* Problem to work on *
Retype the listing in full. Change nothing.
Segment Start: Information shown
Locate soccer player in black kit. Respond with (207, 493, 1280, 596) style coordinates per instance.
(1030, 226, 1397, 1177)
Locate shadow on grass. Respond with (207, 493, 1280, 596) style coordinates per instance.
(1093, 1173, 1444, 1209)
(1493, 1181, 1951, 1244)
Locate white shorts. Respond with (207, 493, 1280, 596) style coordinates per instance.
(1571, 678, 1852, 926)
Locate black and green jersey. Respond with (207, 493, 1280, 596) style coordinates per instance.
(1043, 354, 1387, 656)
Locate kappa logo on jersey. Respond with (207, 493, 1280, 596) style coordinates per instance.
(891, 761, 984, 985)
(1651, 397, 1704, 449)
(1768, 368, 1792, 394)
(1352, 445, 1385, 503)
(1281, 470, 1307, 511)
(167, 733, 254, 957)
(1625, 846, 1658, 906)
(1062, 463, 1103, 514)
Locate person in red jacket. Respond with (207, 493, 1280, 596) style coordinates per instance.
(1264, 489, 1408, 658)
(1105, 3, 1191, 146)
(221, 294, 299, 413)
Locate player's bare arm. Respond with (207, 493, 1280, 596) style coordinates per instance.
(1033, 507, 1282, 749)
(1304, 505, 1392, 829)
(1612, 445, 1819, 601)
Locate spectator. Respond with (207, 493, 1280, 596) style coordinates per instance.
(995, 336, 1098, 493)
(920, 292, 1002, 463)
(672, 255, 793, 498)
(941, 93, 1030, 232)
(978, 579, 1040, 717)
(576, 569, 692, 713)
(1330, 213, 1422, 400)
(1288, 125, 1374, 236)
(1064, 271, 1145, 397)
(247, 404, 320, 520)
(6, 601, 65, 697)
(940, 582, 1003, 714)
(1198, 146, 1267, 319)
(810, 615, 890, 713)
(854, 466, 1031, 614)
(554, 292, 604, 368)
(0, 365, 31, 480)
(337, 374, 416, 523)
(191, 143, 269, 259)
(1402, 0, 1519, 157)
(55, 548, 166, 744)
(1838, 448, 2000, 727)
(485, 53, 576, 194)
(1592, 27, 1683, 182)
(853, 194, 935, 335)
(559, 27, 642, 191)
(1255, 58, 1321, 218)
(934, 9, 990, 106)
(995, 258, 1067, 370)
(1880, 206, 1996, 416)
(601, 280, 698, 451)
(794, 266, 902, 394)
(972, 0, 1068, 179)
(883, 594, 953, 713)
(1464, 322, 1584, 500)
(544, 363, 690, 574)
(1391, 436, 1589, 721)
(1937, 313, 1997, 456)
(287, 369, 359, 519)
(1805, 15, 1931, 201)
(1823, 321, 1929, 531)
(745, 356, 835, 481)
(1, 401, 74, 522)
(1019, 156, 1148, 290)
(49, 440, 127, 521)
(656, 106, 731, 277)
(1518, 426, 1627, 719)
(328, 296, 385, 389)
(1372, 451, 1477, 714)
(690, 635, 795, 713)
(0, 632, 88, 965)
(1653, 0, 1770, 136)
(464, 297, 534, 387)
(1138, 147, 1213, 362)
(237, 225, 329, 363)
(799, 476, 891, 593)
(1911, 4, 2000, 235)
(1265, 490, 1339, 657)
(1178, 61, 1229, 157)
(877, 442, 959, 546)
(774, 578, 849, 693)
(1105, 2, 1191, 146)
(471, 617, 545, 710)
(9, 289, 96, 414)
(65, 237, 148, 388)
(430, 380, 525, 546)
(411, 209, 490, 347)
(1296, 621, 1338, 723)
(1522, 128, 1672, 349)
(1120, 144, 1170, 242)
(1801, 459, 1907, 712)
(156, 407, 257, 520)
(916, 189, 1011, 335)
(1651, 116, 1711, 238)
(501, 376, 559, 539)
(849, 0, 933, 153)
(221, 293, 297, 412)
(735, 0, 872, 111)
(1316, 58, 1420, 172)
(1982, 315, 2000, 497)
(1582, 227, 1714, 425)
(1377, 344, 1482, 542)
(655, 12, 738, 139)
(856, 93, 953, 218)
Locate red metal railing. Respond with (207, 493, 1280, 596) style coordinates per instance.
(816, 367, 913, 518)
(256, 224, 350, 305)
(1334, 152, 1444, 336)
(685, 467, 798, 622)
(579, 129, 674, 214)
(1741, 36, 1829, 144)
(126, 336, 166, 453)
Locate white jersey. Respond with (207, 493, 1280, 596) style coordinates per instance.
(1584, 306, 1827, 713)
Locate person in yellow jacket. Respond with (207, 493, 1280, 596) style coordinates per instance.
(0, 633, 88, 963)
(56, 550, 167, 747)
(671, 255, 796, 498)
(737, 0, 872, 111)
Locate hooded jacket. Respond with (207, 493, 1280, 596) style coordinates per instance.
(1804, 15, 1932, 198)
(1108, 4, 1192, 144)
Segment End: Information shown
* Task output *
Locate soccer player in black kit. Respond with (207, 493, 1280, 596) style coordinates per instance.
(1030, 226, 1397, 1177)
Locate shadow on grass. Respond with (207, 493, 1280, 596) style coordinates per instance.
(1093, 1173, 1444, 1209)
(1493, 1181, 1951, 1244)
Locate white shorts. Respond with (207, 493, 1280, 596) style coordinates per instance.
(1571, 678, 1852, 926)
Locate black and green jersey. Respond with (207, 493, 1280, 596) style coordinates per instance.
(1043, 354, 1387, 656)
Locate kappa logo on jersey. Respond with (207, 493, 1280, 596) style coordinates per instance.
(891, 761, 984, 985)
(1651, 397, 1704, 449)
(1768, 368, 1792, 394)
(1352, 445, 1385, 503)
(1281, 470, 1307, 511)
(167, 733, 254, 957)
(1625, 846, 1658, 906)
(1062, 463, 1103, 514)
Locate person in red jacket. Respond with (207, 493, 1280, 596) style coordinates per instance.
(1264, 489, 1408, 658)
(1105, 3, 1191, 146)
(221, 294, 299, 413)
Locate player's bare arm. Respond with (207, 493, 1280, 596) style coordinates per instance.
(1033, 507, 1282, 749)
(1304, 505, 1392, 829)
(1612, 445, 1819, 601)
Locate spectator. Respond with (207, 493, 1280, 596) style coordinates per instance.
(995, 336, 1098, 493)
(920, 292, 1002, 463)
(672, 255, 793, 498)
(941, 93, 1030, 232)
(978, 579, 1040, 717)
(576, 569, 692, 713)
(1330, 213, 1422, 400)
(1288, 125, 1374, 236)
(1064, 271, 1145, 397)
(247, 404, 320, 520)
(6, 601, 65, 697)
(940, 582, 1003, 714)
(1198, 146, 1267, 319)
(810, 615, 890, 713)
(854, 466, 1031, 614)
(554, 292, 604, 368)
(0, 365, 31, 480)
(337, 374, 416, 523)
(191, 143, 269, 259)
(1402, 0, 1519, 157)
(55, 548, 166, 744)
(1838, 448, 2000, 727)
(485, 53, 576, 194)
(1592, 27, 1683, 182)
(853, 194, 935, 335)
(559, 27, 642, 191)
(1255, 58, 1321, 218)
(934, 9, 990, 106)
(995, 258, 1067, 370)
(1880, 206, 1996, 416)
(601, 280, 698, 451)
(794, 266, 902, 394)
(972, 0, 1068, 179)
(883, 594, 953, 713)
(1464, 322, 1584, 500)
(544, 363, 690, 574)
(1391, 436, 1589, 721)
(1937, 313, 1997, 456)
(287, 369, 359, 519)
(1805, 15, 1931, 201)
(1823, 321, 1929, 531)
(745, 356, 835, 481)
(1, 401, 74, 522)
(1019, 156, 1148, 290)
(49, 440, 127, 521)
(656, 106, 731, 277)
(1518, 426, 1627, 719)
(328, 296, 385, 389)
(1372, 451, 1477, 714)
(690, 635, 795, 713)
(0, 632, 88, 965)
(1653, 0, 1770, 136)
(464, 297, 534, 387)
(1138, 147, 1213, 362)
(237, 225, 329, 363)
(799, 476, 891, 593)
(1911, 4, 2000, 235)
(1265, 490, 1339, 657)
(1178, 61, 1229, 157)
(877, 442, 959, 546)
(774, 578, 849, 693)
(1105, 2, 1191, 146)
(471, 617, 545, 710)
(9, 289, 96, 414)
(65, 237, 148, 388)
(430, 380, 525, 546)
(411, 209, 490, 347)
(1296, 621, 1338, 723)
(1522, 128, 1672, 349)
(1120, 144, 1170, 242)
(1801, 459, 1907, 712)
(156, 407, 257, 520)
(916, 189, 1011, 335)
(1651, 116, 1711, 238)
(501, 376, 559, 539)
(849, 0, 933, 153)
(221, 293, 297, 412)
(735, 0, 872, 111)
(1316, 58, 1420, 172)
(1982, 315, 2000, 497)
(1582, 227, 1714, 425)
(1377, 344, 1482, 542)
(655, 12, 738, 139)
(856, 93, 953, 218)
Locate red metal railing. Respond with (207, 493, 1280, 596) style coordinates per instance.
(816, 367, 913, 518)
(256, 224, 350, 305)
(1334, 152, 1444, 336)
(685, 467, 798, 622)
(579, 129, 674, 214)
(1741, 36, 1829, 144)
(126, 336, 166, 453)
Locate white jersey. Respond with (207, 493, 1280, 596) style coordinates per instance.
(1584, 306, 1827, 713)
Locate person in yellow jacket. Respond with (207, 493, 1280, 596) style coordinates per instance.
(0, 633, 88, 963)
(56, 550, 167, 747)
(671, 255, 796, 498)
(737, 0, 872, 111)
Locate hooded jacket. Respond with (207, 493, 1280, 596) style coordinates per instance.
(1804, 15, 1932, 198)
(1108, 4, 1192, 144)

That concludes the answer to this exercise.